The ELF file format was created by Unix System Laboratories as a better alternative to a.out and COFF binary formats. Some capabilities of the ELF format include: dynamic linking, dynamic loading, imposing runtime control on a program, and an improved method for creating shared libraries. ELF files contain five section types that may or may not be included in the file. The five types include:

  1. The ELF header.
  2. The Program header table.
  3. The Section header table.
  4. ELF sections. (linker view)
  5. ELF segments. (executable view)

Each of the ELF file formats described above can be looked at in 2 ways (called views). The first view is the linker view and the second is the executable view. The views are summarized in the figure below:

The linker view of ELF files is partitioned into sections while the executable view is partitioned into segments. Sections represent the smallest indivisible unit that can be processed in the ELF file. A segment is a collection of sections and is the smallest unit that can be mapped (mmap) to memory by (exec) or (ld.so.1). These two views allows us to look at information that is specific to linking such as the symbol table and relocation information separate from information specific to creating the process image, like text and data segments. The bulk of the data is therefore stored in sections and segments with the rest of the file (headers) devoted to the organization and access of those sections/segments. The following is a brief description of each of the five file parts.



ELF Header.

### RECORDS
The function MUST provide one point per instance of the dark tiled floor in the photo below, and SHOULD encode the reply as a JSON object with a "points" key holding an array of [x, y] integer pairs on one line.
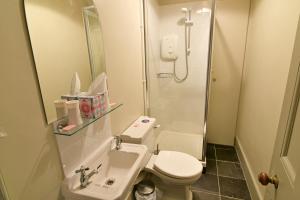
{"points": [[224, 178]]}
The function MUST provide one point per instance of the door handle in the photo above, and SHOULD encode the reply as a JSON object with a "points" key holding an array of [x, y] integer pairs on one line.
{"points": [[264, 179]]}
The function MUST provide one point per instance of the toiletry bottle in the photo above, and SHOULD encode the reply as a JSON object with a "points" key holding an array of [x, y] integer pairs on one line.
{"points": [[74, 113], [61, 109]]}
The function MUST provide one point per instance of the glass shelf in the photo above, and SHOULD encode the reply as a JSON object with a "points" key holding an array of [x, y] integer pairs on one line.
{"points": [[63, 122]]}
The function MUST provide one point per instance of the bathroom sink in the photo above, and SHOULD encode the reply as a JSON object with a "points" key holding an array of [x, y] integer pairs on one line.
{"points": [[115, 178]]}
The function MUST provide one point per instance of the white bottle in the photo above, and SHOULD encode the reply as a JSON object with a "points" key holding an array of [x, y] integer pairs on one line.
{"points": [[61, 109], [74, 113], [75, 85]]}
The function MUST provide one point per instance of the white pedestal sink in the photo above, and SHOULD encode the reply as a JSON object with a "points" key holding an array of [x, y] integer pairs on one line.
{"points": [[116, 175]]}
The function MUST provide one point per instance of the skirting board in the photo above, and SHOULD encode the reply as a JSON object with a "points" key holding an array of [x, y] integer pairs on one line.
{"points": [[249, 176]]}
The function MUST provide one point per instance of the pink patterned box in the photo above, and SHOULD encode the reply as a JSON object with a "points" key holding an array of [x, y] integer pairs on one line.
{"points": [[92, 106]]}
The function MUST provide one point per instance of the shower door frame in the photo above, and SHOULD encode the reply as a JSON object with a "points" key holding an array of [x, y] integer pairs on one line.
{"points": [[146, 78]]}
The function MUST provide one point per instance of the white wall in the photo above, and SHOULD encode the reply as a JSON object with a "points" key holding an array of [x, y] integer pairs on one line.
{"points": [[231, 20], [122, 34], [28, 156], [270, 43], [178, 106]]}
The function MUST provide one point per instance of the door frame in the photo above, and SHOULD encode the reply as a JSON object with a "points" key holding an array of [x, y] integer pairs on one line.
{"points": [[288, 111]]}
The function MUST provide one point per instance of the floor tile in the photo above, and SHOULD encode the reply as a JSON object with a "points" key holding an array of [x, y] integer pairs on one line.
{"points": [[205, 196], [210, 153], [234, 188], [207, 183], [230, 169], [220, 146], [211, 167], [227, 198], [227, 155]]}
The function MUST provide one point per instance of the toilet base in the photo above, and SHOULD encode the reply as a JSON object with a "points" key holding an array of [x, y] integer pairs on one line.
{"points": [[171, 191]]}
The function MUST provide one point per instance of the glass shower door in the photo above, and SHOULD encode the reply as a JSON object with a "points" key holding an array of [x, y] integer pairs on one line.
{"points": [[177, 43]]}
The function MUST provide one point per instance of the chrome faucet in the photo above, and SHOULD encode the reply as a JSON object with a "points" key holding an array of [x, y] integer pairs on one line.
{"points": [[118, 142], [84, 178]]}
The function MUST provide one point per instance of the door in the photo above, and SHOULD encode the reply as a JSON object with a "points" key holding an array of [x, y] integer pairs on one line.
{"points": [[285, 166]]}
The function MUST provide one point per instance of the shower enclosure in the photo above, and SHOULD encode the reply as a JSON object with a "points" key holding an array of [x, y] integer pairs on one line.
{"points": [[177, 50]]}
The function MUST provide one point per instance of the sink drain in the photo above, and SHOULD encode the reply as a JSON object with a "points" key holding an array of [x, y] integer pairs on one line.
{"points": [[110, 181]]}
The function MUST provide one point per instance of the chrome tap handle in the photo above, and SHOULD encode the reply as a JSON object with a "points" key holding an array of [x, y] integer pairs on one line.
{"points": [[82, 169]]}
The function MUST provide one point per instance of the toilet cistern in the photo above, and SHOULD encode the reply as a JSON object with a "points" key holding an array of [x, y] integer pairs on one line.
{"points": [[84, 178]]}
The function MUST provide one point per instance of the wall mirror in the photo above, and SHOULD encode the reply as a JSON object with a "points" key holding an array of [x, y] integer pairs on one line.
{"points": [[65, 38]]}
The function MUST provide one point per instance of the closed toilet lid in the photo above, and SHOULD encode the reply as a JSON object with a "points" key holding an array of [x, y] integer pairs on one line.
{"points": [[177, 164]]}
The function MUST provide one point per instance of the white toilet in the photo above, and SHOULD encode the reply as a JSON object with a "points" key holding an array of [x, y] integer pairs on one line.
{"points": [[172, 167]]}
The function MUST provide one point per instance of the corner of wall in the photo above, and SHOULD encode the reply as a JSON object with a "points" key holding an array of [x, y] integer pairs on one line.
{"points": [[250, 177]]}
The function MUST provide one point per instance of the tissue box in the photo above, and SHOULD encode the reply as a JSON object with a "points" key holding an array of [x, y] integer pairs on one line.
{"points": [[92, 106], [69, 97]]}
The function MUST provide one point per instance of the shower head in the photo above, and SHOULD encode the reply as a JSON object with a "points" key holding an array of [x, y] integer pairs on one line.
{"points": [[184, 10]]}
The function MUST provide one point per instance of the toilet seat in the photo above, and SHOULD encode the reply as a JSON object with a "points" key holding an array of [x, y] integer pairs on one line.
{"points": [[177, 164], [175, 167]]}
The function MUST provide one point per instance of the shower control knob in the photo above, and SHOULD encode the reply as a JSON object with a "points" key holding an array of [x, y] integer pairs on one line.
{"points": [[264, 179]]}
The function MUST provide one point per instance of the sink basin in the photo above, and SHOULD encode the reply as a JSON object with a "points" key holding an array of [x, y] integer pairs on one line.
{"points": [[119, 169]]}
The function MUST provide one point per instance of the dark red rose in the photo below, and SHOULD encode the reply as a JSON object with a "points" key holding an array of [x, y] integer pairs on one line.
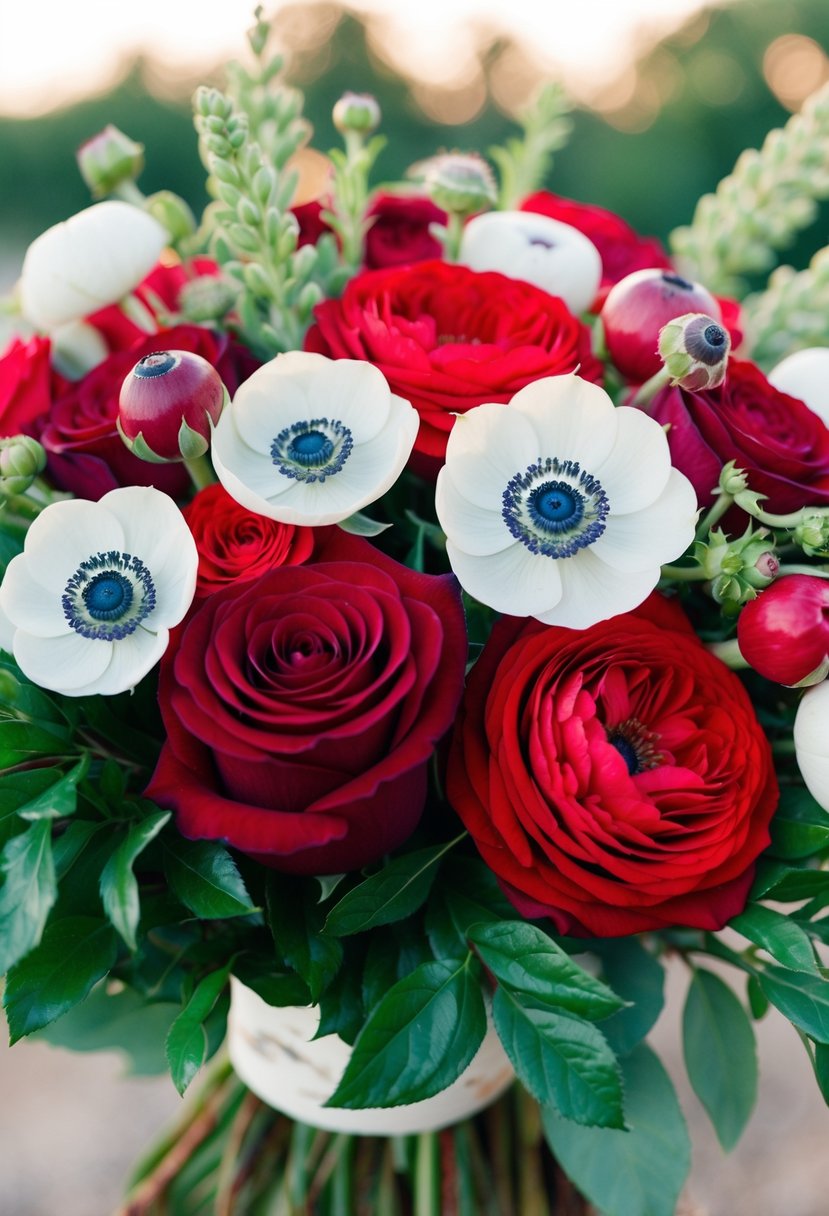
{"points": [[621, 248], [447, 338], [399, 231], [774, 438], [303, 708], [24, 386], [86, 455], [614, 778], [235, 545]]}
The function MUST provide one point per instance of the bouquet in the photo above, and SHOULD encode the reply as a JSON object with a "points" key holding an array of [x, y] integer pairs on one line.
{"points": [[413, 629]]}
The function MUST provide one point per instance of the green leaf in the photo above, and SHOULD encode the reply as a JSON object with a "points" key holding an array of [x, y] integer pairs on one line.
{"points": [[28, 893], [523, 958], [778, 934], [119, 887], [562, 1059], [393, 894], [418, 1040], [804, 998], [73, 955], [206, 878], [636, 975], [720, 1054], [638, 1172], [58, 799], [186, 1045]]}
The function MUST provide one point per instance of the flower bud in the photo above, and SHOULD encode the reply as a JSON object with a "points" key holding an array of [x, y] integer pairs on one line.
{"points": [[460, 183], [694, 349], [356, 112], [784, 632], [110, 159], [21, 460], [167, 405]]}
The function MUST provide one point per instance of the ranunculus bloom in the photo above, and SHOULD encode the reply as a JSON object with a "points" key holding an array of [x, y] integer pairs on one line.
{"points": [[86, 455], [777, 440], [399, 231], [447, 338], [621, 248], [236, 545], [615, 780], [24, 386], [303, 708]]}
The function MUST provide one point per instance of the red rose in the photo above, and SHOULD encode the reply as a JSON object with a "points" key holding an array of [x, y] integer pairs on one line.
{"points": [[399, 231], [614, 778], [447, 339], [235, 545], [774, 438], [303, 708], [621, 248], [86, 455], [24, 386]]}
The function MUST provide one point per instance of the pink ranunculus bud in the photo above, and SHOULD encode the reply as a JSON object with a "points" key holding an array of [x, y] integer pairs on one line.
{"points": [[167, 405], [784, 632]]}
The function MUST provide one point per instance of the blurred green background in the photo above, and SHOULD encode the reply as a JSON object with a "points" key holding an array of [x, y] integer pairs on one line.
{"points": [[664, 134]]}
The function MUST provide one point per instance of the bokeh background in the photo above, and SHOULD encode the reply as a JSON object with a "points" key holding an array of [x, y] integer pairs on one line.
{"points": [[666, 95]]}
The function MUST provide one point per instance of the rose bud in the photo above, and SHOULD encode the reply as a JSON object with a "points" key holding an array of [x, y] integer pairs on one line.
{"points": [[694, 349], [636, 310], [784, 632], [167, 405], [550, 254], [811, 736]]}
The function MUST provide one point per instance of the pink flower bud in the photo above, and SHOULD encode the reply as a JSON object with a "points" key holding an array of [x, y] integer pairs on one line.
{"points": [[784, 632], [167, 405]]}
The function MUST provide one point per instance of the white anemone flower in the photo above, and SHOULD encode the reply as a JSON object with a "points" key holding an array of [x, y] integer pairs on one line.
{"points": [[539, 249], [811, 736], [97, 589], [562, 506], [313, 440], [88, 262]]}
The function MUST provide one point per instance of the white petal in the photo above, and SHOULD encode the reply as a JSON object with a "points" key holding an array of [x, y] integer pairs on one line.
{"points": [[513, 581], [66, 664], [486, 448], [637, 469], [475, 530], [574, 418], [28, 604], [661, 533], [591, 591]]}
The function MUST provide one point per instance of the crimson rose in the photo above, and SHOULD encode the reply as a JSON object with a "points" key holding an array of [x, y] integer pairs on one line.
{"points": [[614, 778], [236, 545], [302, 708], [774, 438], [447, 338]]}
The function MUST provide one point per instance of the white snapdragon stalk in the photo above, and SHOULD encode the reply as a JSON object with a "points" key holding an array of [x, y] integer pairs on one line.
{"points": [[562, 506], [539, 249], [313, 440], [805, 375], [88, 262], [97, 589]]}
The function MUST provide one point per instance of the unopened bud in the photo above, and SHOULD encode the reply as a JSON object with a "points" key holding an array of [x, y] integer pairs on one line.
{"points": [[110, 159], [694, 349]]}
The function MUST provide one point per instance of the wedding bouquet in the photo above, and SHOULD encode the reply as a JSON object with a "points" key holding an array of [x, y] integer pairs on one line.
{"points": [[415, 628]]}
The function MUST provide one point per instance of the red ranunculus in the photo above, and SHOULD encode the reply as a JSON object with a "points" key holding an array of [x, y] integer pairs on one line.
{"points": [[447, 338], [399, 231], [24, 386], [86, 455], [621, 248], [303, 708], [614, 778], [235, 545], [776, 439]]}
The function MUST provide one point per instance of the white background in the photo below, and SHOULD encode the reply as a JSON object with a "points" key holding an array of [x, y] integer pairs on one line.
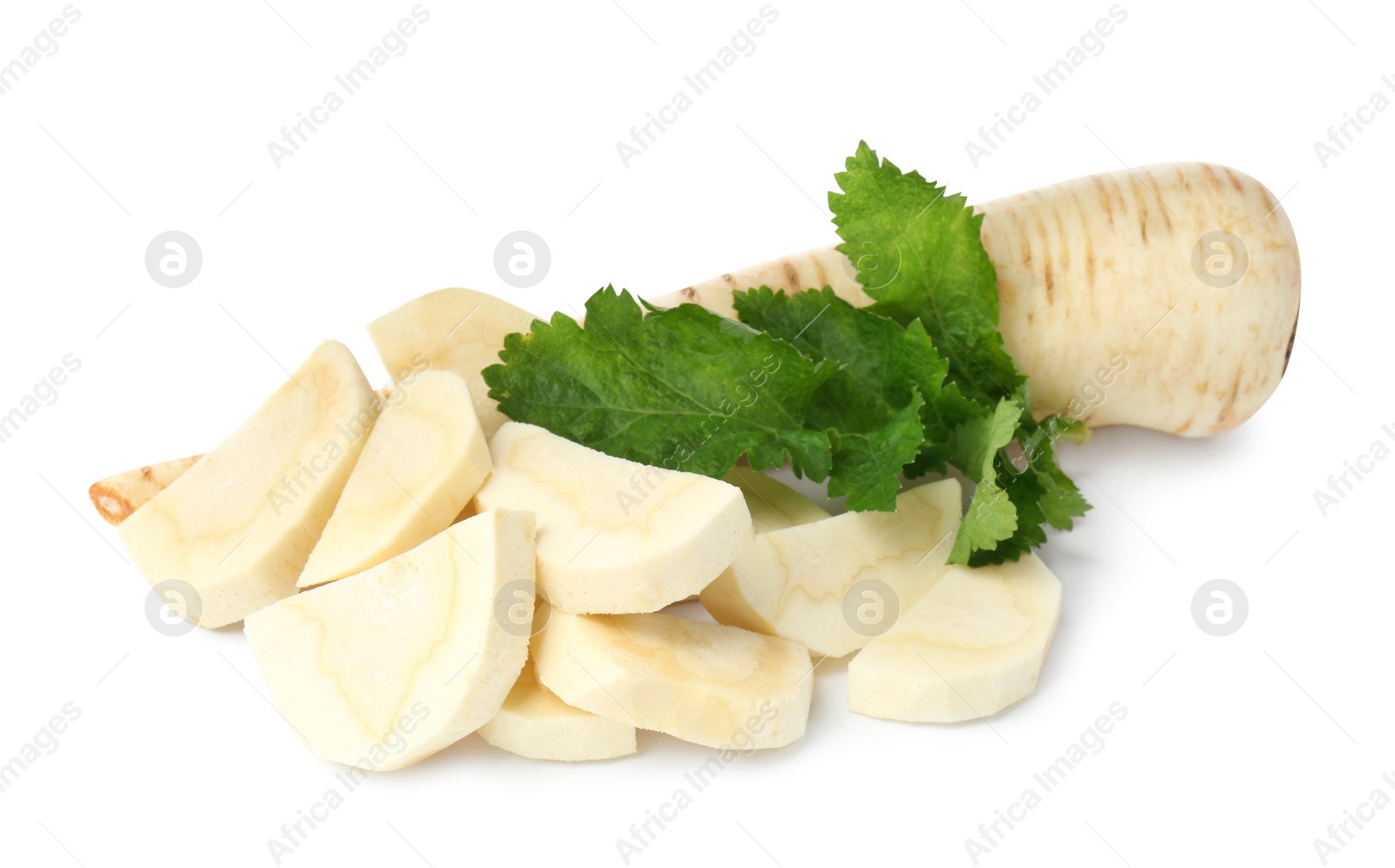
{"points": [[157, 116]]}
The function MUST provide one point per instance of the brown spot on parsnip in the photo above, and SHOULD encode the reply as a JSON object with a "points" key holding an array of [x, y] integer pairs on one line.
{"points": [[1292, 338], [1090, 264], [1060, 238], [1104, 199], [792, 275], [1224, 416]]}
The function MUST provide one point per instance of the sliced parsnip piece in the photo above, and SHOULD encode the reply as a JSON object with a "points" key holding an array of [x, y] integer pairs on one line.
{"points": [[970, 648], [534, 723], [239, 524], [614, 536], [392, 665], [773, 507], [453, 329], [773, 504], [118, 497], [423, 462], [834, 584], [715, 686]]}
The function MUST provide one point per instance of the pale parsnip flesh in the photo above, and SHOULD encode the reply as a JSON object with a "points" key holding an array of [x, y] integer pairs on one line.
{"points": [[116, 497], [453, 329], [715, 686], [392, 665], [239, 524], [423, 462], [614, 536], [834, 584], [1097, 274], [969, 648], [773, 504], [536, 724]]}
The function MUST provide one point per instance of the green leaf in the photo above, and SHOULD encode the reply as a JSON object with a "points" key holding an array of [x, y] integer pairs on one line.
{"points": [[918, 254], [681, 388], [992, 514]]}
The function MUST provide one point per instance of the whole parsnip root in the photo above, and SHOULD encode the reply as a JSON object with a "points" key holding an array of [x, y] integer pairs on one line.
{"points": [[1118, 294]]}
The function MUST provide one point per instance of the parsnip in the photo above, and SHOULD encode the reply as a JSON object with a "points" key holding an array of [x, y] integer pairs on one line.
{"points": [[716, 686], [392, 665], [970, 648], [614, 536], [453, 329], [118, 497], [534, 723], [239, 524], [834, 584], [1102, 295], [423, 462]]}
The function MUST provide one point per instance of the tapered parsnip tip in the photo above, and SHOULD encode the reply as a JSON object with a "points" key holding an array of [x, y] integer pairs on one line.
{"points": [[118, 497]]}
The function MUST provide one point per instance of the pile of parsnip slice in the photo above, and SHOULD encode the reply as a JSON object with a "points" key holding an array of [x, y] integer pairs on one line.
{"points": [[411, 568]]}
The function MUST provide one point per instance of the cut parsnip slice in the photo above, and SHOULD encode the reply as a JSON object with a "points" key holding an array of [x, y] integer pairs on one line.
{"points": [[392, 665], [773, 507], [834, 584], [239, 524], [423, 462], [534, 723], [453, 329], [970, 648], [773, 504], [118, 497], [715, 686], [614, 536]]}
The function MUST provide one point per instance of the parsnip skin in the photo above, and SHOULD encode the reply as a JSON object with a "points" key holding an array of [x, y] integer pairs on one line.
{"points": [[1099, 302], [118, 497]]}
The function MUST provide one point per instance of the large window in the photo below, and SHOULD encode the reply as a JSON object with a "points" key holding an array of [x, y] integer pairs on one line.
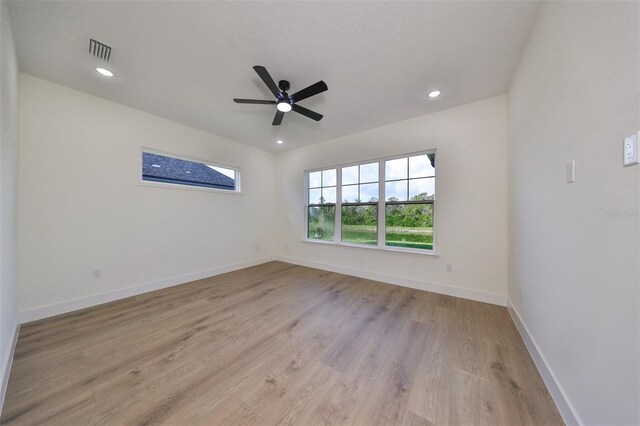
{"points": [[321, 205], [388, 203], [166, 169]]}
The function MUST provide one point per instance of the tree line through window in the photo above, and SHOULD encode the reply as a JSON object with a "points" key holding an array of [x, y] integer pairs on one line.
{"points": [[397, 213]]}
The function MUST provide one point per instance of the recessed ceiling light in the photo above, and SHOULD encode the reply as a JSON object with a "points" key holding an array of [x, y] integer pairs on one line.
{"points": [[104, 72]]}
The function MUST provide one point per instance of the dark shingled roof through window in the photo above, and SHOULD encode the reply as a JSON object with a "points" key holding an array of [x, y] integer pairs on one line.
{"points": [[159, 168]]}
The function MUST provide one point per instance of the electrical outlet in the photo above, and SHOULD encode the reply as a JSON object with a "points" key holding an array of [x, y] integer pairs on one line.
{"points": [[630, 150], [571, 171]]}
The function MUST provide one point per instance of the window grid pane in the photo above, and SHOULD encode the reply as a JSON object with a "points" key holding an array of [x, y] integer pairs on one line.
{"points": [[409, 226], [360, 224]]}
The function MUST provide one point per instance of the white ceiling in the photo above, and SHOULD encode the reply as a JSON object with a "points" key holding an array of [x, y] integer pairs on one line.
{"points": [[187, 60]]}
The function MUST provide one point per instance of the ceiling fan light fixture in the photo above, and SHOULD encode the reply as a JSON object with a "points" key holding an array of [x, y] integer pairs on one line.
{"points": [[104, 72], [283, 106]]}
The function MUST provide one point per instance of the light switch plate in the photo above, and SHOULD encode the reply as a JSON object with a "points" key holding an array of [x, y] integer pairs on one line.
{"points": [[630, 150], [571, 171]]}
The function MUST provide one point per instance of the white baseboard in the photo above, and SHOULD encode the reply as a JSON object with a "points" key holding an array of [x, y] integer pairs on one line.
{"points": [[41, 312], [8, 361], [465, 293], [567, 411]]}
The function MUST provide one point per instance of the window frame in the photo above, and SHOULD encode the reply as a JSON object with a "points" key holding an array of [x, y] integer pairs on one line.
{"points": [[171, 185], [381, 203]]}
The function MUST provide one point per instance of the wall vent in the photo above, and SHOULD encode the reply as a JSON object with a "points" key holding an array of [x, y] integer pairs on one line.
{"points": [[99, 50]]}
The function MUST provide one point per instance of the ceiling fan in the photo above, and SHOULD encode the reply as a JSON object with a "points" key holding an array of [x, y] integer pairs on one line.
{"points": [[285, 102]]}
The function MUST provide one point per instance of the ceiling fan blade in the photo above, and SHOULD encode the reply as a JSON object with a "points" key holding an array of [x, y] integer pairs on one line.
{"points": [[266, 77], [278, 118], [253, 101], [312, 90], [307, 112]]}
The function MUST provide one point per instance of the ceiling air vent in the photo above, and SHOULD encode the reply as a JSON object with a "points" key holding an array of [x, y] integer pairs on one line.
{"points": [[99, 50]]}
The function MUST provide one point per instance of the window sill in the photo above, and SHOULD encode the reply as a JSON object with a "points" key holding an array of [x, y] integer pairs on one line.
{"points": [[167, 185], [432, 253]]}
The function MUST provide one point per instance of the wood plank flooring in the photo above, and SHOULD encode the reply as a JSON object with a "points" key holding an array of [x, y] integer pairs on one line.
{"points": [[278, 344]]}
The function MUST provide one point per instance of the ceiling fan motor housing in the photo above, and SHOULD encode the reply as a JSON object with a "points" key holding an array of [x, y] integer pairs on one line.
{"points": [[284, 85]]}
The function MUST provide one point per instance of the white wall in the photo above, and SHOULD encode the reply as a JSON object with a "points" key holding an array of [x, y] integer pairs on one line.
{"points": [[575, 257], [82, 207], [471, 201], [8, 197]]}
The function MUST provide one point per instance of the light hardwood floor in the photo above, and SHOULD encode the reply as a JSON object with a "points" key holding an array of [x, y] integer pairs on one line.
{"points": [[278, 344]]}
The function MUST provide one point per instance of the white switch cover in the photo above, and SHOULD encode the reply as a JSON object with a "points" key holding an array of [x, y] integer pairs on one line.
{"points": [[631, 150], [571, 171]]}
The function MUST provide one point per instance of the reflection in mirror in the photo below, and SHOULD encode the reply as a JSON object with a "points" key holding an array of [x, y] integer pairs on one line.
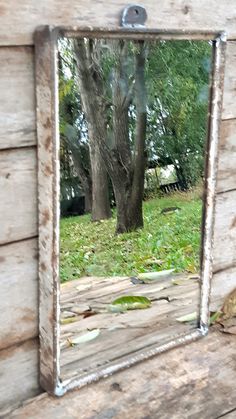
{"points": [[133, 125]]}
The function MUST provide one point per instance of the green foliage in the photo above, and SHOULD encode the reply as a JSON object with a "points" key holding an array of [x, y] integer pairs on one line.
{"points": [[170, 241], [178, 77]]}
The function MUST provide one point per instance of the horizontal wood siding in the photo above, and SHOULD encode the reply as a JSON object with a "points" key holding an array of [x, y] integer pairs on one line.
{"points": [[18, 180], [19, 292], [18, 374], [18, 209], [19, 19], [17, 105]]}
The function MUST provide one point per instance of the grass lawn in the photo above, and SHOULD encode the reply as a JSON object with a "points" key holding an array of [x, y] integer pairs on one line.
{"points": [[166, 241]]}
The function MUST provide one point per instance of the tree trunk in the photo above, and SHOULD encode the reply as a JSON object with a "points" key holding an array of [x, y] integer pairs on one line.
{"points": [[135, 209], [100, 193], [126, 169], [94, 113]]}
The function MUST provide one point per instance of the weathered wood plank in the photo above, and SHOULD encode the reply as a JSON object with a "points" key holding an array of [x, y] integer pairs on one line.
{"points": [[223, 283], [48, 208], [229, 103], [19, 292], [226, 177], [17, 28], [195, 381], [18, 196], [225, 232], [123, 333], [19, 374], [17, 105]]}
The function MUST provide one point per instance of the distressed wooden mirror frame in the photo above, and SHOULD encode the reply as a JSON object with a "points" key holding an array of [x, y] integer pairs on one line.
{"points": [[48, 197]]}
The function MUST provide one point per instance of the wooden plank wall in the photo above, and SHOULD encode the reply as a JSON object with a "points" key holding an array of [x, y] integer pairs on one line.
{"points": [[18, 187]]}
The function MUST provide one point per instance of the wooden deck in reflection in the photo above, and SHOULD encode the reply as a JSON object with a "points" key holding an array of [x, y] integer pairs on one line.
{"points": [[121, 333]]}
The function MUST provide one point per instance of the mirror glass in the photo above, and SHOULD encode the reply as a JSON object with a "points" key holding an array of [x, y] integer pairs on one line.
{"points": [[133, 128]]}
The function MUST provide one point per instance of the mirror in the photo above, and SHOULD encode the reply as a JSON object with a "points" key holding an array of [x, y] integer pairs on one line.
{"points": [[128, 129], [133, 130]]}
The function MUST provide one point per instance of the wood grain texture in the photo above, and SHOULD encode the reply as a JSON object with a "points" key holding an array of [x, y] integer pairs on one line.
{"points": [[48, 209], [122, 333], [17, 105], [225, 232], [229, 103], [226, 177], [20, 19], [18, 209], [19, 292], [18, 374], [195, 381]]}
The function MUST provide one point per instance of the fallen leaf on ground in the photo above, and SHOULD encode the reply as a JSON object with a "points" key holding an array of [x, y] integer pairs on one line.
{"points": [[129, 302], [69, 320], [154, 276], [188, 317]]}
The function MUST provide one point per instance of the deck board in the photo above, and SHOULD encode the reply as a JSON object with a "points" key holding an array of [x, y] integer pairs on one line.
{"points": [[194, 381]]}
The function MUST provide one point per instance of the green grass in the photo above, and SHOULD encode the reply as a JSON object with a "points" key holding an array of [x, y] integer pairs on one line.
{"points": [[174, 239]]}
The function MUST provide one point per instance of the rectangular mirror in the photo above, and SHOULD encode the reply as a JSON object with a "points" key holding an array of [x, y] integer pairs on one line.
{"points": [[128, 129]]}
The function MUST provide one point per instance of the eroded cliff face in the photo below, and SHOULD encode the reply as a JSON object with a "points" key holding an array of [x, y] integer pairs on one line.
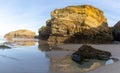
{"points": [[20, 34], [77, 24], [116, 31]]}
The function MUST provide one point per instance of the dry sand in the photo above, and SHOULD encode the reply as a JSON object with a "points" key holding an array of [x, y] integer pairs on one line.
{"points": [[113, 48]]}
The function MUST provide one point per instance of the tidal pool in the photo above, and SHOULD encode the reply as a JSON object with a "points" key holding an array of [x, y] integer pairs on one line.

### WHAT TO PRODUCE
Reproduce the passage from the ELF format text starting with "The ELF file format was" and going on through "Program header table.".

### RESPONSE
The ELF file format was created by Unix System Laboratories as a better alternative to a.out and COFF binary formats. Some capabilities of the ELF format include: dynamic linking, dynamic loading, imposing runtime control on a program, and an improved method for creating shared libraries. ELF files contain five section types that may or may not be included in the file. The five types include:

  1. The ELF header.
  2. The Program header table.